Entries from a pointing dataset
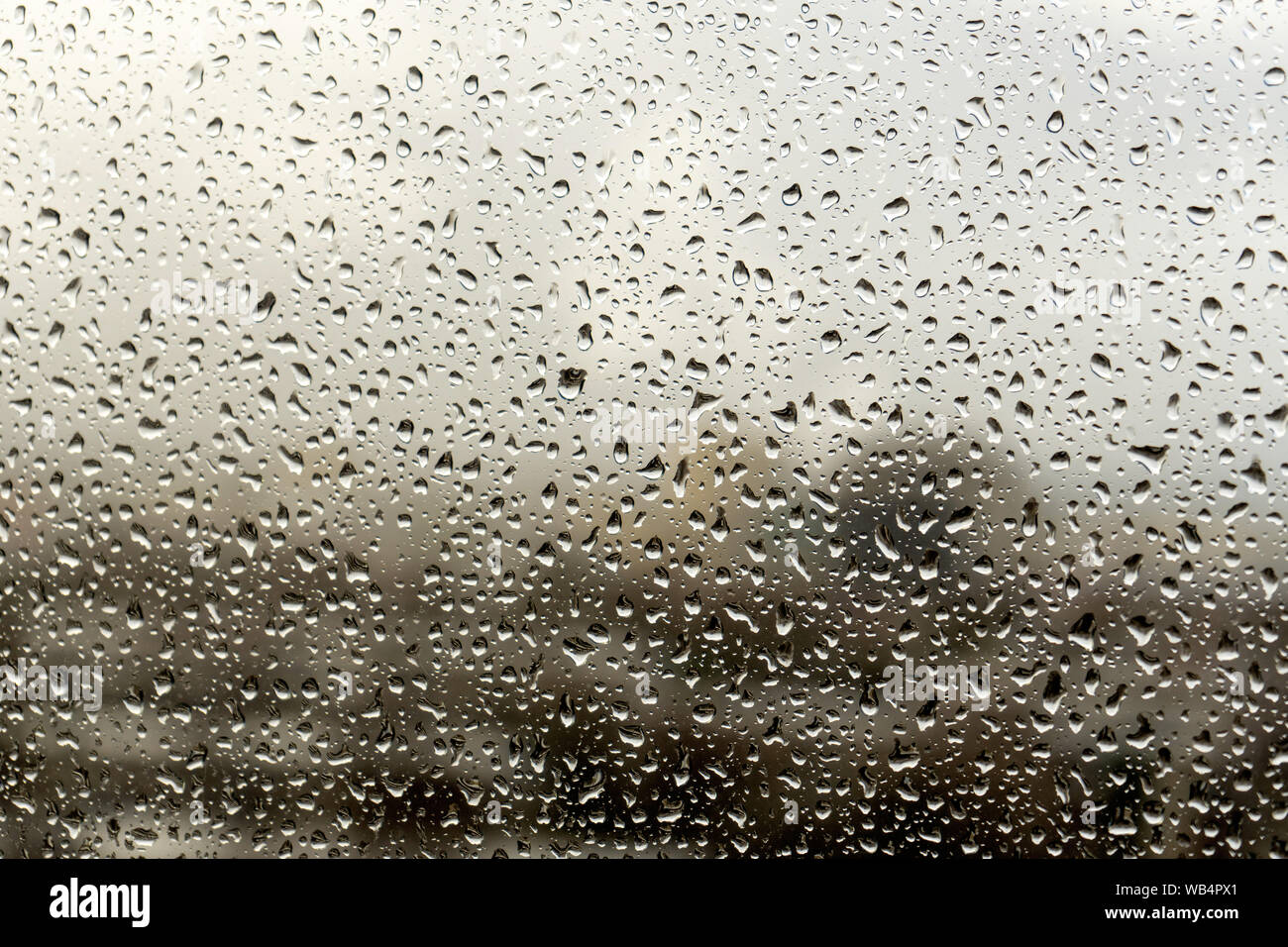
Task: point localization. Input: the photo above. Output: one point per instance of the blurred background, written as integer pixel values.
(967, 321)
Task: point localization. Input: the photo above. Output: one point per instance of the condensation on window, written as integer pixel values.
(636, 429)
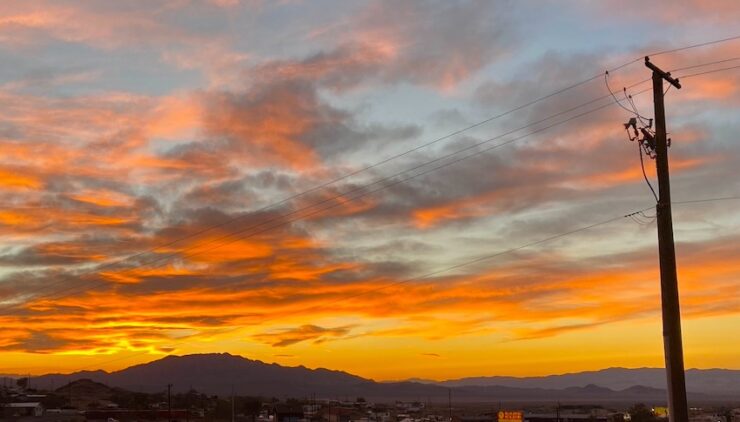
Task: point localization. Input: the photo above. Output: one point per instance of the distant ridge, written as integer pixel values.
(218, 373)
(707, 381)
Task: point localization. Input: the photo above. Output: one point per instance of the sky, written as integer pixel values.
(368, 186)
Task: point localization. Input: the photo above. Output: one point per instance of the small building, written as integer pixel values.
(17, 410)
(288, 413)
(125, 415)
(564, 417)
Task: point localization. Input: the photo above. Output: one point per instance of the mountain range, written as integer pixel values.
(220, 373)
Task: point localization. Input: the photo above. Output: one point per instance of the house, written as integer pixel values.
(15, 410)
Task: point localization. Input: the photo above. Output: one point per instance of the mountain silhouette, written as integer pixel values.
(220, 373)
(707, 381)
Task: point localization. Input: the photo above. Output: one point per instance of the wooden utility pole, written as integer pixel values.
(169, 402)
(672, 343)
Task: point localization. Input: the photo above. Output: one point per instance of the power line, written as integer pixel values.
(703, 44)
(455, 266)
(167, 257)
(73, 288)
(429, 274)
(391, 158)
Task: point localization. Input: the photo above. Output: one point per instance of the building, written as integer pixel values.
(17, 410)
(139, 415)
(565, 417)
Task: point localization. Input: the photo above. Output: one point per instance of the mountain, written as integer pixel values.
(219, 373)
(708, 381)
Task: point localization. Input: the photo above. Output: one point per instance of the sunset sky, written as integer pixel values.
(276, 180)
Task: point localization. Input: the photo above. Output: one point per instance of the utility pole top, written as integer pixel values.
(665, 75)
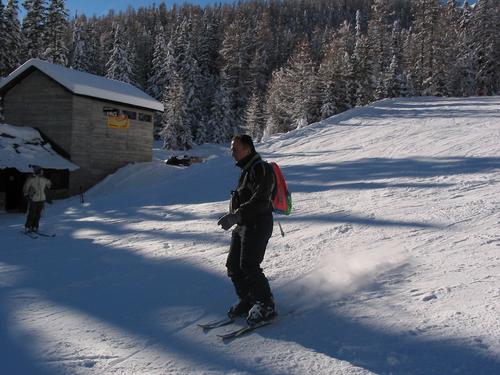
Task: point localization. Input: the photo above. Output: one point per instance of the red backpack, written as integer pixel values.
(282, 198)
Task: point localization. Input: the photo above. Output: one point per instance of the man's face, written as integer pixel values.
(238, 151)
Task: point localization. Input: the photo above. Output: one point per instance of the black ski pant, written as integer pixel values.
(246, 253)
(34, 212)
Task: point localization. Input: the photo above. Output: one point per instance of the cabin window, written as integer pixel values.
(58, 178)
(130, 114)
(145, 117)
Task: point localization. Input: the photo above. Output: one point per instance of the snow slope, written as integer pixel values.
(390, 263)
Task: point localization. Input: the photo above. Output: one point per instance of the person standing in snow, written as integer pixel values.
(34, 190)
(250, 210)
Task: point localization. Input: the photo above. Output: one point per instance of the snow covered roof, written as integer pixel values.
(22, 146)
(86, 84)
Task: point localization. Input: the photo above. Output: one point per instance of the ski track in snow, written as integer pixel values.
(390, 263)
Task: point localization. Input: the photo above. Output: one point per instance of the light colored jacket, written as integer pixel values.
(34, 188)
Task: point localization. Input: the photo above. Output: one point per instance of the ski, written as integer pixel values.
(243, 331)
(45, 234)
(216, 324)
(29, 234)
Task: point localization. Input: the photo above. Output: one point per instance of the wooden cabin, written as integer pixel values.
(97, 123)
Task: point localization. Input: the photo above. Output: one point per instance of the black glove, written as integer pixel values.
(228, 220)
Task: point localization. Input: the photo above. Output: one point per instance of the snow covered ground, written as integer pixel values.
(390, 263)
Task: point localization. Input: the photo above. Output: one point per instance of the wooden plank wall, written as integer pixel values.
(79, 126)
(100, 150)
(40, 102)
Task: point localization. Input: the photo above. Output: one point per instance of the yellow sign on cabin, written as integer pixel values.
(118, 122)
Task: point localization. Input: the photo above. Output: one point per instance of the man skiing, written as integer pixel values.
(34, 190)
(250, 210)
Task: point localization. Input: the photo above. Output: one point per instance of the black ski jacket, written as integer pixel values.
(252, 197)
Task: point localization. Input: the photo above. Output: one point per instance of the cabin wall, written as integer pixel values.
(39, 102)
(99, 149)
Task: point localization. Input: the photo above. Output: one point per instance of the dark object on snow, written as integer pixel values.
(184, 160)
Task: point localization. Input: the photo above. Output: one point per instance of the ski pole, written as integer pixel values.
(281, 229)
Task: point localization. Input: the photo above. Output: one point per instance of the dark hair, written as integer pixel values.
(246, 140)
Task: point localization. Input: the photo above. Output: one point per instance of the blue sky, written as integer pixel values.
(101, 7)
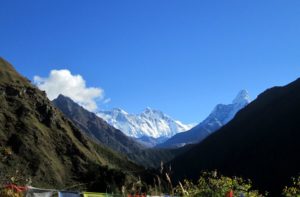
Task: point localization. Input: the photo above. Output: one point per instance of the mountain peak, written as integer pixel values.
(151, 123)
(242, 97)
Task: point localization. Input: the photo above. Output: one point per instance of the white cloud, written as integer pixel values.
(73, 86)
(108, 100)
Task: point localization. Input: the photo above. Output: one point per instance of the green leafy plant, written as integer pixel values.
(293, 190)
(210, 184)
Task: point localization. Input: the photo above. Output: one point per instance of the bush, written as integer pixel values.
(294, 190)
(210, 184)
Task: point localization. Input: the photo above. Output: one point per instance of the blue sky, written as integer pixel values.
(182, 57)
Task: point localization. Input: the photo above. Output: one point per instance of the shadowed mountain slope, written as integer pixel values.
(260, 143)
(100, 131)
(37, 141)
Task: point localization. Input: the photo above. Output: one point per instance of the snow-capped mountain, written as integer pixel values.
(150, 123)
(220, 116)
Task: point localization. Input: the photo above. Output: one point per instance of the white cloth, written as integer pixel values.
(37, 192)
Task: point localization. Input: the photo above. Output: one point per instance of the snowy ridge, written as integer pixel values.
(150, 123)
(220, 116)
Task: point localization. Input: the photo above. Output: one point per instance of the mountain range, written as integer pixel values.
(98, 130)
(38, 143)
(260, 143)
(149, 127)
(219, 117)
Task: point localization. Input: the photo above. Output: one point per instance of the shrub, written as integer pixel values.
(210, 184)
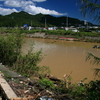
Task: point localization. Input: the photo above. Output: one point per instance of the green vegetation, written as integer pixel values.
(26, 64)
(21, 18)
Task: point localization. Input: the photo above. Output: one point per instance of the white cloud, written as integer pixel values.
(38, 0)
(26, 5)
(4, 11)
(18, 3)
(35, 10)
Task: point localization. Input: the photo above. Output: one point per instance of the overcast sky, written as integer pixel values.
(52, 7)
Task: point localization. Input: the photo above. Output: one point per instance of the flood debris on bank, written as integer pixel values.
(22, 88)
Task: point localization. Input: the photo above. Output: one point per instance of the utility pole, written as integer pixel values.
(67, 21)
(45, 23)
(31, 22)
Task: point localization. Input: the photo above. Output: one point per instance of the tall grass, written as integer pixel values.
(11, 55)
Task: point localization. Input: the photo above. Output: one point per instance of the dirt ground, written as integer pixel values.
(27, 88)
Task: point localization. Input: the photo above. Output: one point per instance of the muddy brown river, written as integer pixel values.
(65, 57)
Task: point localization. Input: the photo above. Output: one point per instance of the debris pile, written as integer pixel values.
(30, 89)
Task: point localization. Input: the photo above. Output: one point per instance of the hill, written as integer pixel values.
(21, 18)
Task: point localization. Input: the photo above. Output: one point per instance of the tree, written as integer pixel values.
(90, 8)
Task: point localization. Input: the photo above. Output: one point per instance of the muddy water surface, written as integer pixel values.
(64, 57)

[TASK]: Pictures are to be left out; all else in the entries above is to be quoted exactly.

[ANSWER BELOW]:
Task: point localization. Input: the photo above. Output: one point per instance of the blurred background, written as integer pixel values.
(967, 321)
Task: point localization. Input: the photo above. Output: one point per instance of the condensation on window, written as integer pixel values.
(636, 429)
Task: point localization. Input: the photo above. Output: one point per instance of the distant ridge, written as integer pixel values.
(218, 373)
(707, 381)
Task: point localization. Input: the photo above. Output: one point per instance of the sky, written as integer pixel values.
(368, 186)
Task: point localization. Input: the photo above. Output: one point per instance of the small building, written as integer pixel values.
(17, 410)
(288, 413)
(125, 415)
(564, 417)
Task: point localization. Input: the photo above. Output: one point per instance of the mountain range, written as integer pixel values.
(220, 373)
Task: point localization. Input: the photo above. Output: one point per instance of the house, written as integer pixel values.
(15, 410)
Task: point localization. Input: the photo above. Output: one point per instance of the mountain silhouette, written as integer pixel values.
(220, 373)
(707, 381)
Task: point localization. Input: the photo above. Output: one point per instance of the wooden utility pole, written as integer pixel values.
(169, 402)
(672, 343)
Task: point localization. Input: the photo above. Output: one point per instance of the power line, written as integer pixel values.
(703, 44)
(455, 266)
(167, 257)
(73, 288)
(429, 274)
(391, 158)
Task: point localization. Input: the photo above. Output: one point per instance of the building, written as integer pixel values.
(17, 410)
(139, 415)
(565, 417)
Task: point localization. Input: the photo above. Output: one point per instance of the mountain, written as integer pixel values.
(219, 373)
(708, 381)
Task: point localization. Input: the photo above. Output: one point per instance of the sunset sky, written as integer pixel values.
(276, 180)
Task: point localization. Input: the photo above. Output: one point per instance of the utility pole top, written as integer pixel values.
(665, 75)
Task: point localization. Input: the photo above. Output: one point per instance of the red backpack, written as integer pixel values.
(282, 198)
Task: point localization. Input: the photo above. Output: one point per instance of the man's face, written as integer pixel values.
(238, 151)
Task: point localization. Input: the photo above. Output: one point per instance of the black ski pant, written as integer pixel values.
(246, 253)
(34, 212)
Task: point localization. Input: the photo above. Output: one point per instance of the cabin window, written as integer pixel values.
(58, 178)
(130, 114)
(145, 117)
Task: point localization. Input: the photo above. Output: one point per instance of the snow slope, written as integer pixel values.
(390, 263)
Task: point localization. Input: the photo above. Output: one point per instance of the person standing in snow, written as integer pixel values.
(34, 190)
(250, 210)
Task: point localization. Input: the photo above. Output: one point per instance of the snow covered roof, written as integer pixel values.
(22, 146)
(86, 84)
Task: point localization. Input: the photo above. Output: one point per instance of the ski track in snow, written as integer pixel values.
(390, 263)
Task: point localization. Input: the photo above. Output: one point per instance of the light colored jacket, written as integer pixel values.
(34, 188)
Task: point localization. Input: the photo above. Output: one point per instance of the ski, written as integer pixel values.
(243, 331)
(45, 234)
(216, 324)
(29, 234)
Task: point localization. Input: the photo above. Output: one point per instance of the wooden cabin, written as integer pixel values.
(97, 123)
Task: point localization. Input: the photo above. Output: one point per instance of the black glove, written as integer pixel values.
(228, 220)
Task: point localization. Input: the photo above. Output: one point per instance of the snow covered ground, written as integer pixel values.
(390, 263)
Task: point localization. Input: the photo above. Output: one point per instance of the wooden plank wall, written as integer pixel values.
(79, 126)
(100, 150)
(40, 102)
Task: point localization. Input: the photo above. Output: one point per instance of the yellow sign on cabin, written as integer pixel values.
(118, 122)
Task: point localization. Input: the photo above. Output: one point per instance of the man skiing, written as integer pixel values.
(34, 190)
(250, 210)
Task: point localization. Input: the photo above. Output: one point per instance of the black ski jacket, written as integer pixel values.
(252, 197)
Task: point localization. Input: the photo above. Output: one point per instance of the cabin wall, written as integer pixel values.
(39, 102)
(99, 149)
Task: point localization. Input: the photo above. Output: one point per instance of the dark object on snow, written as integer pixel values.
(184, 160)
Task: point localization. Input: the photo above. Output: one point per instance of the ski pole, written as integer pixel values.
(281, 229)
Task: point localization. Input: the photo above. Output: one point per instance of the dark hair, written as integer pixel values.
(246, 140)
Task: point localization. Input: the photo above. Output: one point per instance of the blue sky, written as integer pixel values.
(101, 7)
Task: point localization. Input: the photo above. Output: one point per instance of the mountain peak, written as integer pixel values.
(151, 123)
(242, 97)
Task: point localization. Input: the photo above. Output: one point per instance of the white cloud, written as integer pixel values.
(73, 86)
(108, 100)
Task: point localization. Input: the photo above. Output: one point per instance of the green leafy plant, written as integer pixel values.
(293, 190)
(210, 184)
Task: point localization. Input: the photo above. Output: one point per instance of the bush, written as integer pixel values.
(294, 190)
(210, 184)
Task: point localization. Input: the photo above. Output: one point per instance of the blue sky, written as integer pixel values.
(182, 57)
Task: point localization. Input: the photo above. Output: one point per instance of the shadowed mountain slope, written as integer pixel values.
(260, 143)
(100, 131)
(37, 141)
Task: point localization. Input: the photo above. Output: one point per instance of the snow-capped mountain, written as integer pixel values.
(150, 123)
(220, 116)
Task: point localization. Input: the photo above. Output: one point per instance of the white cloth, written as integer pixel values.
(37, 192)
Task: point localization. Input: the photo above. Output: one point per instance of the snowy ridge, written as integer pixel values.
(150, 123)
(220, 116)
Task: point localization. Input: the photo above. Output: one point per instance of the mountain range, written as integer pixel values.
(98, 130)
(38, 143)
(260, 143)
(149, 127)
(219, 117)
Task: point localization. Input: the photo above. Output: one point per instance of the shrub, written as integer pixel values.
(210, 184)
Task: point localization. Input: the photo above. Output: one point per instance of the green vegetation, written as integer pixel values.
(26, 64)
(21, 18)
Task: point localization. Input: the photo above. Output: one point per instance of the white cloud, written as integer pixel values.
(38, 0)
(26, 5)
(4, 11)
(18, 3)
(35, 10)
Task: point localization. Input: the photo above. Output: one point per instance of the overcast sky, written as integer pixel values.
(52, 7)
Task: point localization. Input: the photo above. Output: one point per instance of the flood debris on bank, written as integer pixel values.
(22, 88)
Task: point localization. Input: the photo above. Output: one point per instance of the utility pole, written as integer pixel values.
(67, 21)
(45, 23)
(31, 22)
Task: point localization. Input: the photo above. Output: one point per instance of the tall grass, written as integer pixel values.
(11, 55)
Task: point localization. Input: the photo above. Output: one point per instance of the dirt ground, written as integer pixel values.
(27, 88)
Task: point localization. Input: the photo above. Output: one point per instance of the muddy brown river, written as integer pixel values.
(65, 57)
Task: point localization. Input: the photo above. Output: one point per instance of the debris pile, written as integer pixel values.
(30, 89)
Task: point localization. Input: the photo above. Output: one point per instance of the hill, written as integer pixel values.
(21, 18)
Task: point localization. Input: the photo above. Output: one point per instance of the tree, written as integer pixel values.
(90, 8)
Task: point localization. Input: the photo above. Output: one point per instance of the muddy water surface, written as integer pixel values.
(64, 57)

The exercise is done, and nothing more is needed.